* _RECORD EXCERPTS_:
+ + + + +

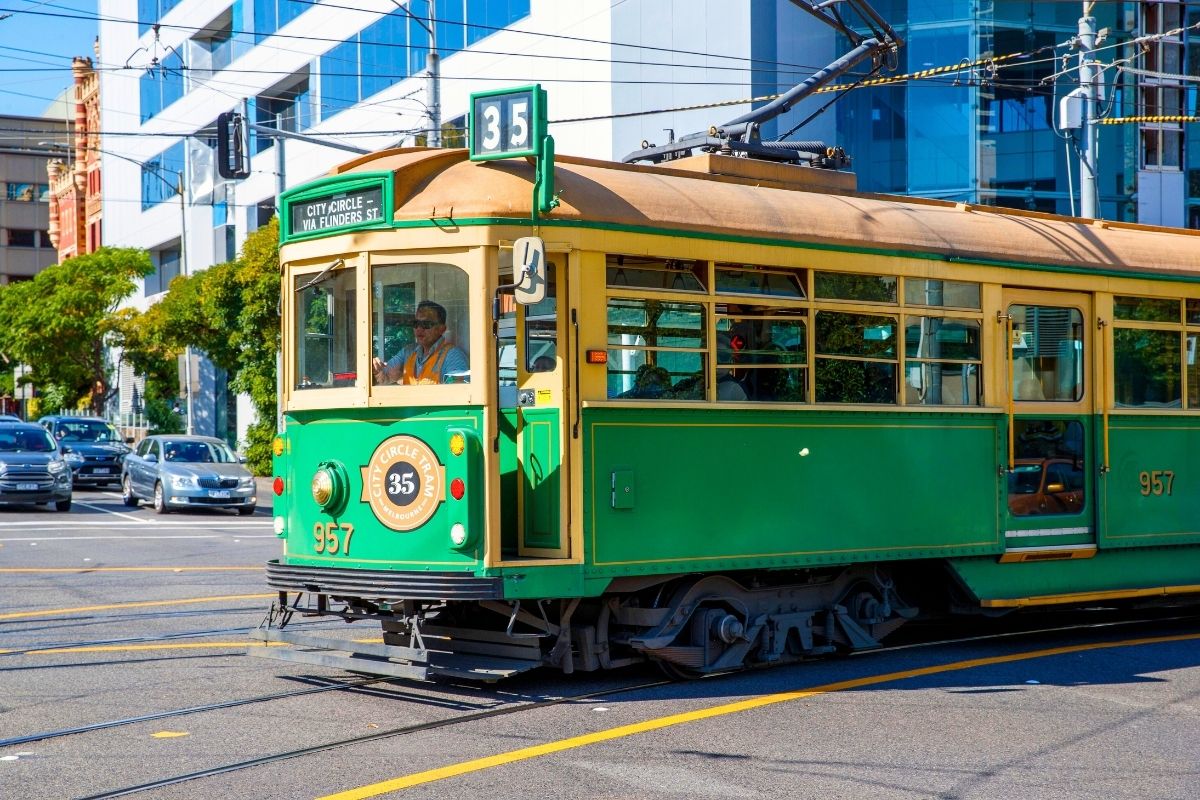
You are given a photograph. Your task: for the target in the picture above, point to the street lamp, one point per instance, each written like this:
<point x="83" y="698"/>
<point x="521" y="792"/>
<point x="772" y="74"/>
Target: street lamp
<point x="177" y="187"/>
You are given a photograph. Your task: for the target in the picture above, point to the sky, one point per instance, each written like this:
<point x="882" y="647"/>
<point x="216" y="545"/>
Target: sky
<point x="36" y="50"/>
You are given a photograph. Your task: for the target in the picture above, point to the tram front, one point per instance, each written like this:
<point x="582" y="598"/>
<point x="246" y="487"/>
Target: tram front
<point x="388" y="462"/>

+ + + + +

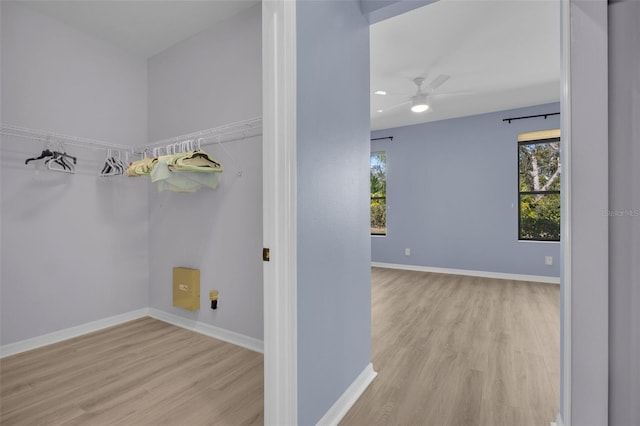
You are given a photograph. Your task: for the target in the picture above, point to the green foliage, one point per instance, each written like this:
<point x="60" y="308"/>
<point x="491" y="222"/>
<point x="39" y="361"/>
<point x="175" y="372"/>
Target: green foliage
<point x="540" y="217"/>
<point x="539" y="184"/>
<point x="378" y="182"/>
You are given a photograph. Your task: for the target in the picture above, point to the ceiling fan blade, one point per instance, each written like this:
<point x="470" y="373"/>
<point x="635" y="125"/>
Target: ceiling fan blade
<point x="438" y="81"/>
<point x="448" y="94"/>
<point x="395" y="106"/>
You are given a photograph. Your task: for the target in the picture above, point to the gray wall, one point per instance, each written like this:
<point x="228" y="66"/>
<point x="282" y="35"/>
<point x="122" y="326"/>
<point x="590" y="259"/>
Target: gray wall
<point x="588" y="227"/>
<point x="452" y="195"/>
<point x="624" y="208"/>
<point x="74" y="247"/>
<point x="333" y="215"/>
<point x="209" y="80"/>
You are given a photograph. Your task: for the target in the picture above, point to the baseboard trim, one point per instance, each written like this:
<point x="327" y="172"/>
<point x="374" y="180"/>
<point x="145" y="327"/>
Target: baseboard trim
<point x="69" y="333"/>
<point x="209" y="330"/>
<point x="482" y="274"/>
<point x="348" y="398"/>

+ + + + +

* _WHAT IS REQUIRED_: Find and copy each line of the material that holds the word "above".

* _ANSWER TO THIS TASK_:
You are given a photograph. Your task: for the target in the picture above, point to the street lamp, one point per instance, each written like this:
You are given a photograph. Your task: for the target in the picture above, point to the sky, one point per instance, each written like this:
You are given a photograph. Your task: for the target in the picture above, point to the tram front, one point per instance, each written like this:
You are given a photograph. Your task: for the target in the picture above, point to the green foliage, one point per instance, each written like this:
You are given a photograph. Your task: for the target in the picture above, point to the ceiling fan blade, one point per instance, each written like this:
You are given a photograph. Your task: for the target in the picture above, point to the gray wall, one point per instance, each written like this:
You are given a photograph. Your task: for the target in the picture above, point to the baseboard trim, one point per instance, each written like this:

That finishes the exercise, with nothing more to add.